### Data in this exercise ###

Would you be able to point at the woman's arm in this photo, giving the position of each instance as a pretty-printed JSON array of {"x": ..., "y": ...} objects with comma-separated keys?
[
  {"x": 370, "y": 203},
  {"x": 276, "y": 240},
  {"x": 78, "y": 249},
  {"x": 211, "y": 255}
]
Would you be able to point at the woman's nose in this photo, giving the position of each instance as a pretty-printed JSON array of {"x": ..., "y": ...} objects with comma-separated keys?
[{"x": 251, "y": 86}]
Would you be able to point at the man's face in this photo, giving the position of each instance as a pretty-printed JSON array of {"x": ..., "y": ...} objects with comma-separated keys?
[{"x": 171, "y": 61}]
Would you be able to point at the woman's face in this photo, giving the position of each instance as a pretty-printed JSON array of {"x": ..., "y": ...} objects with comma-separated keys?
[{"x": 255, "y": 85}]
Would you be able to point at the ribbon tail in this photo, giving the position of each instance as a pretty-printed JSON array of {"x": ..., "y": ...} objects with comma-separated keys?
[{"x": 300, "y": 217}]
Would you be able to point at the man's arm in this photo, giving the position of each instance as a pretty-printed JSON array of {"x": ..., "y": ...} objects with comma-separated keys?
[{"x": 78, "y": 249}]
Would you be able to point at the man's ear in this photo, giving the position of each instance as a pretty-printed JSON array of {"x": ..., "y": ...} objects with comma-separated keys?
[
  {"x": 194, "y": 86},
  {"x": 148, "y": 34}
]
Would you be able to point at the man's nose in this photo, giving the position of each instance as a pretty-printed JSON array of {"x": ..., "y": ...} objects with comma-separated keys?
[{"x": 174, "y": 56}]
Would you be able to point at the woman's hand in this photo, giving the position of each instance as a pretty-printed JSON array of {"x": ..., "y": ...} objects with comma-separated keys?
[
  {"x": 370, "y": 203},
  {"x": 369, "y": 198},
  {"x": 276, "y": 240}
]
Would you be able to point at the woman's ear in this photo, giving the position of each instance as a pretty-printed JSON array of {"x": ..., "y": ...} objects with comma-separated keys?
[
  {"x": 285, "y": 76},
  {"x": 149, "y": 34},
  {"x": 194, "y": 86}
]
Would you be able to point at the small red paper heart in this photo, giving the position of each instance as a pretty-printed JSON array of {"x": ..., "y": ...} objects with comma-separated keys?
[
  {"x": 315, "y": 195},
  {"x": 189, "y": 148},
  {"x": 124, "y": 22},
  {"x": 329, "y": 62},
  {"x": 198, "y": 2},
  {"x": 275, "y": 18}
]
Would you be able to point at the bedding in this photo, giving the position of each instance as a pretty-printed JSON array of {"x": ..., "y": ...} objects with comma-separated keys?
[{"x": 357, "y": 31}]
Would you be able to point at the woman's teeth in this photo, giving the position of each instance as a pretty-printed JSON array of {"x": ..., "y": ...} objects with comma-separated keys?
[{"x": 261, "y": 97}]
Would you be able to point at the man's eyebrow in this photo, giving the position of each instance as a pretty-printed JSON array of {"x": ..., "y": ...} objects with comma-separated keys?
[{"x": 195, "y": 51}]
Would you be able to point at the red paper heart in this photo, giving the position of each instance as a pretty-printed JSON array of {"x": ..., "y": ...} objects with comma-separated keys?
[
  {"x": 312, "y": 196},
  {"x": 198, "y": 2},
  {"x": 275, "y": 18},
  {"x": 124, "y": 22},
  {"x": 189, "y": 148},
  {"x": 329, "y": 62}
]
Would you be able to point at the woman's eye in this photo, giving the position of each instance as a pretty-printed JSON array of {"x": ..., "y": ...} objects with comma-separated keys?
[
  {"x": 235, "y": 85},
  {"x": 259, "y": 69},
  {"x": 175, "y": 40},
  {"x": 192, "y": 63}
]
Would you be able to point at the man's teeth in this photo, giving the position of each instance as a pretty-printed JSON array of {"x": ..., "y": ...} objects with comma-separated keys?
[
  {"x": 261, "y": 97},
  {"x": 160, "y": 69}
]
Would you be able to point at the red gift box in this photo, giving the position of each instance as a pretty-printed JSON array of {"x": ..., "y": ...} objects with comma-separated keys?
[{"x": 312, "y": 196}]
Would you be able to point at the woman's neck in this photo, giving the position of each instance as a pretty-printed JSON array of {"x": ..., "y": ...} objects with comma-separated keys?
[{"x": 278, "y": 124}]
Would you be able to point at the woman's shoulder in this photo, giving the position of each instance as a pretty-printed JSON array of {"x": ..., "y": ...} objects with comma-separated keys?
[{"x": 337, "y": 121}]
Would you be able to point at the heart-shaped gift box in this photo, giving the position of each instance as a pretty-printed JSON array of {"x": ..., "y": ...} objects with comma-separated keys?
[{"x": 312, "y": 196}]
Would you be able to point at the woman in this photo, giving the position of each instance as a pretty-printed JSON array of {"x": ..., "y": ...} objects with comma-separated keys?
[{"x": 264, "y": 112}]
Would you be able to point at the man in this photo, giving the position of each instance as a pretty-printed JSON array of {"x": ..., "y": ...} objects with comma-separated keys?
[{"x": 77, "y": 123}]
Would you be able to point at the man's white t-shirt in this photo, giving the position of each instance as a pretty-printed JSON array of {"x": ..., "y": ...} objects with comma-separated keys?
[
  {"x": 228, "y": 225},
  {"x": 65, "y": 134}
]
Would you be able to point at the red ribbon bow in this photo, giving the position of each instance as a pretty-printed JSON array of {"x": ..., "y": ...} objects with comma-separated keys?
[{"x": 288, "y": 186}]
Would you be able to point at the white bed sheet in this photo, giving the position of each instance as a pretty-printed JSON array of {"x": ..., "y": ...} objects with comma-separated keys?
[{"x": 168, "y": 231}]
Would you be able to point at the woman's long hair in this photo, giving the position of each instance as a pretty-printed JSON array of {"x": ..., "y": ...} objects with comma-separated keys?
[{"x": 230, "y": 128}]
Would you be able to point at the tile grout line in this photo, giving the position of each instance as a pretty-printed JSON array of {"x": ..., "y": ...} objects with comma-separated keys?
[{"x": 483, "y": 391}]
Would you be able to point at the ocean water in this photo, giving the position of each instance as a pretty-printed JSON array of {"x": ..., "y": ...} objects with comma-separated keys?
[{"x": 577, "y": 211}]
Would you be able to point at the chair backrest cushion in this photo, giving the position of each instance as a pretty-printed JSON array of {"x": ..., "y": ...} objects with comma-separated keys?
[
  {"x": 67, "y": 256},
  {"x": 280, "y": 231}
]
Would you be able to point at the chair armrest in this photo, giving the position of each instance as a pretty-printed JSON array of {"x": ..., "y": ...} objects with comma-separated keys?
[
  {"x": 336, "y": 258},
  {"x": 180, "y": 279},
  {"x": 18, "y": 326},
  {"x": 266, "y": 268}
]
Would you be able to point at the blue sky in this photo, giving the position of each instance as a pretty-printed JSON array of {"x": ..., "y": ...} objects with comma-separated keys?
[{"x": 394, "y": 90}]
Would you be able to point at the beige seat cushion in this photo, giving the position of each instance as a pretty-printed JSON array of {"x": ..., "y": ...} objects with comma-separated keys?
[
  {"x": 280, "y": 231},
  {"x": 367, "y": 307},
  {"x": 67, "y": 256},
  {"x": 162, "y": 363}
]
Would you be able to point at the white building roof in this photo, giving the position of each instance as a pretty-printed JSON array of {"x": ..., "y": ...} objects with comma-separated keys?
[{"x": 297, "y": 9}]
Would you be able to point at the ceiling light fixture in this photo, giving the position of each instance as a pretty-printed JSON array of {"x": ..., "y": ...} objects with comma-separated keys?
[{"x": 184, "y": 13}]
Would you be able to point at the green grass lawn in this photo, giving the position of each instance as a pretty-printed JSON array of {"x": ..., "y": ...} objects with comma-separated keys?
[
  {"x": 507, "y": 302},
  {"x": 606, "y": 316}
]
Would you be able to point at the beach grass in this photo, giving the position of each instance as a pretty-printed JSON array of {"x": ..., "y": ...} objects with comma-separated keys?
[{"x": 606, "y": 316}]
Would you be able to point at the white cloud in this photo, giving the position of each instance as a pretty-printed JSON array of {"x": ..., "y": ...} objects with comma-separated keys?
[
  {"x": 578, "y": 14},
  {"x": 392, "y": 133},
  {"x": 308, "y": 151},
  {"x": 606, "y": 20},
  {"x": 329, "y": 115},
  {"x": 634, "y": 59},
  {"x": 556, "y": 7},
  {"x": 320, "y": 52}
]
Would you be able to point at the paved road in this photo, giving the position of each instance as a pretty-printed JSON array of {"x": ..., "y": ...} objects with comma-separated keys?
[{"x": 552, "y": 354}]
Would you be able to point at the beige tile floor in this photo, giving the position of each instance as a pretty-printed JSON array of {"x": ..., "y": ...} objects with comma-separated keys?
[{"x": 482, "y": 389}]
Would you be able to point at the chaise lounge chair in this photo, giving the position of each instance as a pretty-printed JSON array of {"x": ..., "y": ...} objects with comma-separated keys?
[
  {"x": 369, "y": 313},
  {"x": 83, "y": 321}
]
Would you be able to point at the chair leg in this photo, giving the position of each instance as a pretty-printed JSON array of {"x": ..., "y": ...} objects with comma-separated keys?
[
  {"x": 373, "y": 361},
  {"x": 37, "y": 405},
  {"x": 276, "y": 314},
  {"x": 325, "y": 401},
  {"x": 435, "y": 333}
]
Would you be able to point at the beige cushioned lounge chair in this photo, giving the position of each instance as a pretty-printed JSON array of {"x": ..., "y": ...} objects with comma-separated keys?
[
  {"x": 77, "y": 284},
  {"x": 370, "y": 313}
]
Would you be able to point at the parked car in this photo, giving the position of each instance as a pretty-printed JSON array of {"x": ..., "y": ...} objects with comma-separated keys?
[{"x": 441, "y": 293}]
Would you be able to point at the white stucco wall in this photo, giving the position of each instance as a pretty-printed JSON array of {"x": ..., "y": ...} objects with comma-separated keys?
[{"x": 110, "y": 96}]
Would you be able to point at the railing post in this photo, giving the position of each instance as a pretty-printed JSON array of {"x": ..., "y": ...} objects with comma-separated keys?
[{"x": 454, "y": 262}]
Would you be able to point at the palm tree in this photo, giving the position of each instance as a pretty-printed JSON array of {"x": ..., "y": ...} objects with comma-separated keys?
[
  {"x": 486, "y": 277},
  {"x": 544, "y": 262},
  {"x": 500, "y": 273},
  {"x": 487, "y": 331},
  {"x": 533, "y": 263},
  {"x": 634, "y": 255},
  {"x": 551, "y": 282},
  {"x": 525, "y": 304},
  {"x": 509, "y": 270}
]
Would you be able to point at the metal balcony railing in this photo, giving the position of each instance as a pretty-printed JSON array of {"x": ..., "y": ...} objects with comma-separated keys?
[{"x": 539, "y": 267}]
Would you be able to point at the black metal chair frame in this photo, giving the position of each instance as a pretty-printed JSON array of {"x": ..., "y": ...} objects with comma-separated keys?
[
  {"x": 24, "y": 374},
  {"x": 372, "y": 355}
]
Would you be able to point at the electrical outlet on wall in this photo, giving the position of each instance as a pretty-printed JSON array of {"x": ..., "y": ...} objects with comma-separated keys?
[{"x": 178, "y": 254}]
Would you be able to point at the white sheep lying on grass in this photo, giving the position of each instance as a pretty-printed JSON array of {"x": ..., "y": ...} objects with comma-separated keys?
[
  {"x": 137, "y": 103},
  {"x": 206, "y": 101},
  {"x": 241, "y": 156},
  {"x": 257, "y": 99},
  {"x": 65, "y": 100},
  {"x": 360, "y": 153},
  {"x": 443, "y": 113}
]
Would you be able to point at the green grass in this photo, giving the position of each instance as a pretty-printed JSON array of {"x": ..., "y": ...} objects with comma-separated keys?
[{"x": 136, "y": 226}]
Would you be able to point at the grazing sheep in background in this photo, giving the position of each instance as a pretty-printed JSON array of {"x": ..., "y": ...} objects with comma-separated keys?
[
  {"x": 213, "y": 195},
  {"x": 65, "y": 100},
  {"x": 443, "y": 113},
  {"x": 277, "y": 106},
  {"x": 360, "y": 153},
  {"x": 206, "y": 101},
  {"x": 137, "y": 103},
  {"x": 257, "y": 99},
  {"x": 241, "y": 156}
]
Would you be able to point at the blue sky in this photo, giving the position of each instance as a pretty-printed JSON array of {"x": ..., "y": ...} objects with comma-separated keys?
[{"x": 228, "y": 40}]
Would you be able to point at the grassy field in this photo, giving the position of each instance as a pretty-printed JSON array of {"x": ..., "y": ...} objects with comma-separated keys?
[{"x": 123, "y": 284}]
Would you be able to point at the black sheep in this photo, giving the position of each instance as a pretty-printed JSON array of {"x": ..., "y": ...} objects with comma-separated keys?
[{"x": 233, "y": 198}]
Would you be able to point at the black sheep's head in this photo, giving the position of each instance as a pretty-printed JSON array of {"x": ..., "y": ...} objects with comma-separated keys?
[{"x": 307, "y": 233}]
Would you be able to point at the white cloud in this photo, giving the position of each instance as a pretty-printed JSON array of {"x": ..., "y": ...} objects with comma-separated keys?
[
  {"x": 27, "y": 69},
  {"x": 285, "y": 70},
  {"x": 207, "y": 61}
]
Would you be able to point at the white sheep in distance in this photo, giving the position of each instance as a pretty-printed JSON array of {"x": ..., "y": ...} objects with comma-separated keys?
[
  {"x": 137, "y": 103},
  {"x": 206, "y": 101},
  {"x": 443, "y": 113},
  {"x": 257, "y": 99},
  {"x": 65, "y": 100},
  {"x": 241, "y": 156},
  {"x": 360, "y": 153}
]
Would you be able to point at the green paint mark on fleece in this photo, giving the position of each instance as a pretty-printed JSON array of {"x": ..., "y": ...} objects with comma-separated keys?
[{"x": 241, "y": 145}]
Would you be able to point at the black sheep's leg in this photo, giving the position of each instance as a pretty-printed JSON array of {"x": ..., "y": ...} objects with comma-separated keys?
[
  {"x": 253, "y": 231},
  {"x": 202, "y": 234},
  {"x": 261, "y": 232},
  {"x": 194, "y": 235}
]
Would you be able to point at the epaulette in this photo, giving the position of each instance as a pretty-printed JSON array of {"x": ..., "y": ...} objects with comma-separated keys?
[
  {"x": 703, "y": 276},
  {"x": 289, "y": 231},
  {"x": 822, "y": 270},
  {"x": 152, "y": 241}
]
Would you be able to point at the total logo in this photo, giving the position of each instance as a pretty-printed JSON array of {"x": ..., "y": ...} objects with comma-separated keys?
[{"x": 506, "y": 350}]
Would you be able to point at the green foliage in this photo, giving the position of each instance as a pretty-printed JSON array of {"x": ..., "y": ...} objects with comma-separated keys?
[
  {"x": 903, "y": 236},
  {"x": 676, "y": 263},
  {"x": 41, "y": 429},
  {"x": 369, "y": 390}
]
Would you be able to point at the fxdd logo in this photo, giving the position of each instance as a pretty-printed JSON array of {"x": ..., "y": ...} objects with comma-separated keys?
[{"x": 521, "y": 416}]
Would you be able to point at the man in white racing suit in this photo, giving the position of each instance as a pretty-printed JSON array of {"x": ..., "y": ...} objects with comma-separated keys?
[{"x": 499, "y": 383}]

###

-- Exercise goal --
Starting at the line that contains "Would you be able to point at the total" and ending at the last line of the data, repeat each line exactly; include nothing else.

-- Output --
Would you be able to point at the total logo in this photo, giving the position of each instance as a pretty-printed JSON array of {"x": ..., "y": ...} objects with comma-separated keys?
[{"x": 506, "y": 350}]
Would you be able to point at the green foliage in this photo, giving the position of each instance as a pretty-printed JSON array of {"x": ..., "y": ...} objects with comma-separated keys?
[
  {"x": 903, "y": 236},
  {"x": 676, "y": 263},
  {"x": 41, "y": 429},
  {"x": 369, "y": 390}
]
Would you be able to point at the fxdd logo in this photo, giving the position of each instance as a pretty-printed JSON array of {"x": ..., "y": ...} objects with comma-separated keys?
[{"x": 521, "y": 416}]
Would you be able to point at the man in white racing suit in this photo, giving the position of each instance as a pretty-printed JSON array of {"x": ..., "y": ...} objects with comma-separated keys?
[{"x": 499, "y": 383}]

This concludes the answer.